SOURCE EXCERPT
Watch Now: Roanoke police release body camera footage of June officer-involved shooting

RPD Moorman Officer-Involving Shooting Still

A photo still from body camera footage released Monday by the Roanoke Police Department. In a recent overview, Commonwealth’s Attorney Don Caldwell said the gunfire began June 25 when a man running from officers turned his upper body while still fleeing and fired a gun.

A segment of body camera footage showing the June 25 officer-involved shooting outside the Ashton Heights apartment complex. In an overview released Nov. 9, at the conclusion of an outside investigation, Commonwealth's Attorney Donald Caldwell said the gunfire began when Rasheed Mathew Moorman was fleeing from police, turned his upper body while still running and began firing a handgun. The police returned fire. Caldwell concluded the police acted in self-defense.

This clip shows the first 30 seconds of the full video, which is nearly 3 minutes long, ending just before Moorman was shot. Following the normal-speed video is slow-motion version of the last several seconds of the clip.

Body camera footage documenting last summer’s officer-involved shooting in Roanoke was released Monday in response to media requests.

SHORT PROBLEM 1
Repeat the records word for word, from their first line through the line containing "xmin=638 ymin=438 xmax=703 ymax=460", with both of those lines included.
The news excerpt and the records come from separate sources.

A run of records

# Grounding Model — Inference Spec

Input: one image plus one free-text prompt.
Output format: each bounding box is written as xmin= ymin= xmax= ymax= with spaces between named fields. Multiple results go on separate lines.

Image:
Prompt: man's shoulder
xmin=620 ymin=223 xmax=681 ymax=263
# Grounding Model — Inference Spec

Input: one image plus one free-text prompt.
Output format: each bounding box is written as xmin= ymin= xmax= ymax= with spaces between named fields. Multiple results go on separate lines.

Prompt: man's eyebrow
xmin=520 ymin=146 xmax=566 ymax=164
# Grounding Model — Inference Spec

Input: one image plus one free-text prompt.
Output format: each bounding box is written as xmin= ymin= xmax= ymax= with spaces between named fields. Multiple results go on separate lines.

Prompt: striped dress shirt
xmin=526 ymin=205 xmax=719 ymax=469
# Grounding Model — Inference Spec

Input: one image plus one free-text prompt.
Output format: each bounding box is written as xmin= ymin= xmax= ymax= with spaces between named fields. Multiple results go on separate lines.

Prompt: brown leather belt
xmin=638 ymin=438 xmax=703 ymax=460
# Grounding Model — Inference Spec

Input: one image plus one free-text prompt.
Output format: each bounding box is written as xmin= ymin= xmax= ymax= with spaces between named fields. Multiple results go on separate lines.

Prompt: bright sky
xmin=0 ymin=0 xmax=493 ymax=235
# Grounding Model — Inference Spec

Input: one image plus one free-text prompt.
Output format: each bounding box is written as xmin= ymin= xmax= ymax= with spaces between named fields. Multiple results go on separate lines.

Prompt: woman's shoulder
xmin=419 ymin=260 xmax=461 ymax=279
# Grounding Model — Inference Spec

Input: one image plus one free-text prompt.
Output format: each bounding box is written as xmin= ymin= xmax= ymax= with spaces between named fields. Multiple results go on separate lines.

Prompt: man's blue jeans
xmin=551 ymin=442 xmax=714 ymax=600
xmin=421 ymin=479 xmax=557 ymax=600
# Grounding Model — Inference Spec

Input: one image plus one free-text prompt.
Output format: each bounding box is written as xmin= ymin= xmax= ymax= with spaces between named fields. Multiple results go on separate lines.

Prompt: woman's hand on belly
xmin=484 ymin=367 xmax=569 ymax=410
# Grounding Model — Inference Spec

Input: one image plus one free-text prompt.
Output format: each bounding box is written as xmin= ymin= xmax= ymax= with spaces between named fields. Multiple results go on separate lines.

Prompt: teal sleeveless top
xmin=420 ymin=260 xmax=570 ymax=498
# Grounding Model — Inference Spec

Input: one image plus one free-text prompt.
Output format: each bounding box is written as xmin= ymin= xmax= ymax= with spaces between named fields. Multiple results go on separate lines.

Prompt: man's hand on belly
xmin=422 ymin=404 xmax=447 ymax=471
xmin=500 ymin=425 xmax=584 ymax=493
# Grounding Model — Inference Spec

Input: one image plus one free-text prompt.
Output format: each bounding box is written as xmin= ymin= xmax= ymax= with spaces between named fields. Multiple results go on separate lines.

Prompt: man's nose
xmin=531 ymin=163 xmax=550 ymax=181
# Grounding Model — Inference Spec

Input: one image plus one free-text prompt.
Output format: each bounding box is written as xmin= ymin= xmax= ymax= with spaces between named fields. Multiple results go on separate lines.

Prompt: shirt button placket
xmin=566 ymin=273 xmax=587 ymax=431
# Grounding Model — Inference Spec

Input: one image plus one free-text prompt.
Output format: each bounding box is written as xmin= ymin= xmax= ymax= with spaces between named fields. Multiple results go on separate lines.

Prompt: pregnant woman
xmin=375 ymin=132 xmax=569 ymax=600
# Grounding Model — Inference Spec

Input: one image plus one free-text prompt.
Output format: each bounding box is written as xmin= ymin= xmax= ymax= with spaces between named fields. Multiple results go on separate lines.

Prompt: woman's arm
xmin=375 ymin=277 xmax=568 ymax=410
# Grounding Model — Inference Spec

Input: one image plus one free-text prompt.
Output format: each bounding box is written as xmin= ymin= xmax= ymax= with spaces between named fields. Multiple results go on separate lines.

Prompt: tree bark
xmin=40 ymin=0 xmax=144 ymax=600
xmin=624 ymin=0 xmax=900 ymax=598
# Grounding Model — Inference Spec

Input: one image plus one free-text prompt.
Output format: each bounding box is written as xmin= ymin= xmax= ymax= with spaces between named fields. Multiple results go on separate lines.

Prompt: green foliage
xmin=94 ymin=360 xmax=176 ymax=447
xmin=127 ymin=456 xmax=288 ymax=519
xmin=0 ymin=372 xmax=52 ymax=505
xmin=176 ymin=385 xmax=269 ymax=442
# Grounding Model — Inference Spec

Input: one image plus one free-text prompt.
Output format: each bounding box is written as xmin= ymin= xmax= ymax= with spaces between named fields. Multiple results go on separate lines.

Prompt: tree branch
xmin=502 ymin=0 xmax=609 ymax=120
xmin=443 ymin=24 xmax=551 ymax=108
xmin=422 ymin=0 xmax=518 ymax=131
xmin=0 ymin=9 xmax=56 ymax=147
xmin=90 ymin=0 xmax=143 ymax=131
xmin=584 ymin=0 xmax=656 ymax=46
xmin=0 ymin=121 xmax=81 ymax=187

SHORT PROBLEM 2
Continue writing the news excerpt about the Roanoke police body camera footage, starting after its last sentence.

EXERCISE OUTPUT 1
# Grounding Model — Inference Spec

Input: one image plus one free-text prompt.
Output format: each bounding box is written as xmin= ymin= xmax= ymax= with spaces between named fields. Multiple results go on separate lines.

Image:
Prompt: man's shoulder
xmin=620 ymin=223 xmax=681 ymax=263
# Grounding Model — Inference Spec

Input: one image plus one free-text prompt.
Output format: each bounding box is written as xmin= ymin= xmax= ymax= with spaces between named fields. Multiple results go on separate lines.

Prompt: man's eyebrow
xmin=520 ymin=146 xmax=566 ymax=164
# Grounding Model — Inference Spec

Input: one image plus one free-text prompt.
Output format: each bounding box is written as xmin= ymin= xmax= ymax= with spaces between named fields. Multiple results go on separate lines.

Prompt: striped dress shirt
xmin=526 ymin=205 xmax=719 ymax=469
# Grounding Model — Inference Spec

Input: one image plus one free-text prompt.
Output format: each bounding box is written as xmin= ymin= xmax= ymax= with spaces between named fields. Multiple results go on separate lines.

Prompt: brown leather belt
xmin=638 ymin=438 xmax=703 ymax=460

EXERCISE OUTPUT 2
The Roanoke Police Department, citing the importance of transparency, agreed to release the video after the conclusion of a months-long outside investigation conducted by the Virginia State Police and reviewed by the commonwealth’s attorney.

The investigation concluded that the shooting was an act of self-defense as officers came under fire during the events that unfolded on the afternoon of June 25 outside the Ashton Heights apartment complex.

The gunfire happened after officers attempted to approach two men, one of whom was wanted for questioning in an earlier shooting at the same complex, according to a Nov. 9 overview issued by Commonwealth’s Attorney Donald Caldwell.

The men began running and the police pursued. Officer J.P. Bourgeois chased the second man through a breezeway of one of the apartment buildings, where he saw the man had a handgun, Caldwell wrote.

The officer yelled to drop the gun, Caldwell said, but the man kept running and later turned and started firing.

The body camera footage, reviewed by The Roanoke Times at both regular and slowed speeds, appears to match that account.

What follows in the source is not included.